WHAT YOU NEED TO DO: Reproduce exactly, and only, the lines below from the one containing "target | green painted wall" through the one containing "target | haze over mountain".

SUPPLIED MATERIAL:
★ ★ ★ ★ ★

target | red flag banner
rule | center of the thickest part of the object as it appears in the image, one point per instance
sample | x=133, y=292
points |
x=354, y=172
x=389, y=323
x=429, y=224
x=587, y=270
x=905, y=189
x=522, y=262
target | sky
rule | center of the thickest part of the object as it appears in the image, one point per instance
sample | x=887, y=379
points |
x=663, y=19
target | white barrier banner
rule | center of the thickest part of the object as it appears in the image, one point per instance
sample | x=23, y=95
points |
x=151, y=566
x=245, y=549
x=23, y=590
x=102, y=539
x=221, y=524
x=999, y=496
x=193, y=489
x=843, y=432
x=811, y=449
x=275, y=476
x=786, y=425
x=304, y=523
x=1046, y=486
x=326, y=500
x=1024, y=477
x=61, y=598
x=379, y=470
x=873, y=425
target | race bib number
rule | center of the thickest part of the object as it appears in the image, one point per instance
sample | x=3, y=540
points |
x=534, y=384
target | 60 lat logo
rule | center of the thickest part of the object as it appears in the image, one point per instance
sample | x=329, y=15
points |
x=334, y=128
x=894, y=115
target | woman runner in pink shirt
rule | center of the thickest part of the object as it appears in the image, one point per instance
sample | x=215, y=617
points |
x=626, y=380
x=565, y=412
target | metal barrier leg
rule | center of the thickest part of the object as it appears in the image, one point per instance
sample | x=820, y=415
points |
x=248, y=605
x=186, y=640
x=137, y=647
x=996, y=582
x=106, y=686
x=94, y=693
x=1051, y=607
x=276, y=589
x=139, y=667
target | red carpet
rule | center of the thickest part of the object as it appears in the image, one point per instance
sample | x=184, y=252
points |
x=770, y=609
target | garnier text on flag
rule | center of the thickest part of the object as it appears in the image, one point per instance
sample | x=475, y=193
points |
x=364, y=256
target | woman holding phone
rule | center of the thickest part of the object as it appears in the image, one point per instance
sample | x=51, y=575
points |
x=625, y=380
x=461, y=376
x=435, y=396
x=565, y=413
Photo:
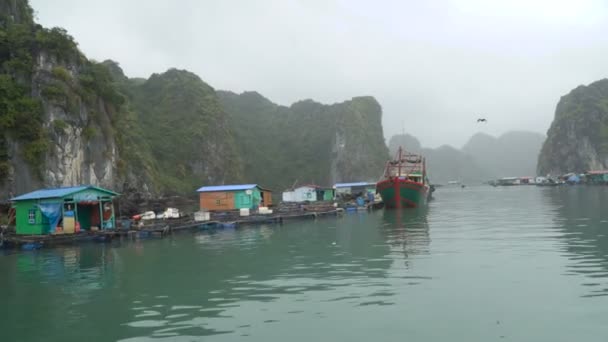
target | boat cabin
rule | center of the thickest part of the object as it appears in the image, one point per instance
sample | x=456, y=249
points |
x=64, y=210
x=354, y=188
x=311, y=193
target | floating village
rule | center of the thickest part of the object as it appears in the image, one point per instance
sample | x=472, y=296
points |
x=67, y=215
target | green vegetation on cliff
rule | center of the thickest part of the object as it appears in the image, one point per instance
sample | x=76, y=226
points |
x=186, y=129
x=307, y=142
x=65, y=119
x=577, y=140
x=483, y=157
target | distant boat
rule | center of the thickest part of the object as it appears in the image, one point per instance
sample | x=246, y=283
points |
x=550, y=182
x=404, y=184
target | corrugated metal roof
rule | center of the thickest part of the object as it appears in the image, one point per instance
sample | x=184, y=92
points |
x=235, y=187
x=57, y=192
x=349, y=185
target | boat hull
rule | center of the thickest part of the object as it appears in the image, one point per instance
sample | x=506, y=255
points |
x=400, y=193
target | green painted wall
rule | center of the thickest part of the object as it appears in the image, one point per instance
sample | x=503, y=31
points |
x=328, y=195
x=242, y=200
x=41, y=226
x=22, y=210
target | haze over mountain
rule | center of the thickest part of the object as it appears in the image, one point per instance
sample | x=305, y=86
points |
x=67, y=120
x=482, y=158
x=578, y=138
x=435, y=65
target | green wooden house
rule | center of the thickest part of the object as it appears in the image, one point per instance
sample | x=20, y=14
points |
x=64, y=210
x=234, y=197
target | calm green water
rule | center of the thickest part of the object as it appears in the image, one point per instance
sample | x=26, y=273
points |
x=481, y=264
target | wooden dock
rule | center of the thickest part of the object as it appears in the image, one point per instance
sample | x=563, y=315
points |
x=157, y=229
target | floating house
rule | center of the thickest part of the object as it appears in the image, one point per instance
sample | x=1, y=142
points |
x=354, y=188
x=64, y=210
x=310, y=193
x=234, y=197
x=507, y=181
x=597, y=177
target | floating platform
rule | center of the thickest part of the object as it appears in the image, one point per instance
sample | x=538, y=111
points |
x=157, y=229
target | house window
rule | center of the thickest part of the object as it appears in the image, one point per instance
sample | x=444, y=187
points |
x=31, y=216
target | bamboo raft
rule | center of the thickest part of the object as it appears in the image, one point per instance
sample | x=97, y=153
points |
x=160, y=228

★ ★ ★ ★ ★

EXERCISE RESPONSE:
target | green painted wall
rule | center of the thickest part of the object as it appears in the image, one point per instance
sample | x=503, y=31
points |
x=328, y=195
x=242, y=200
x=41, y=226
x=22, y=210
target | haze over mountain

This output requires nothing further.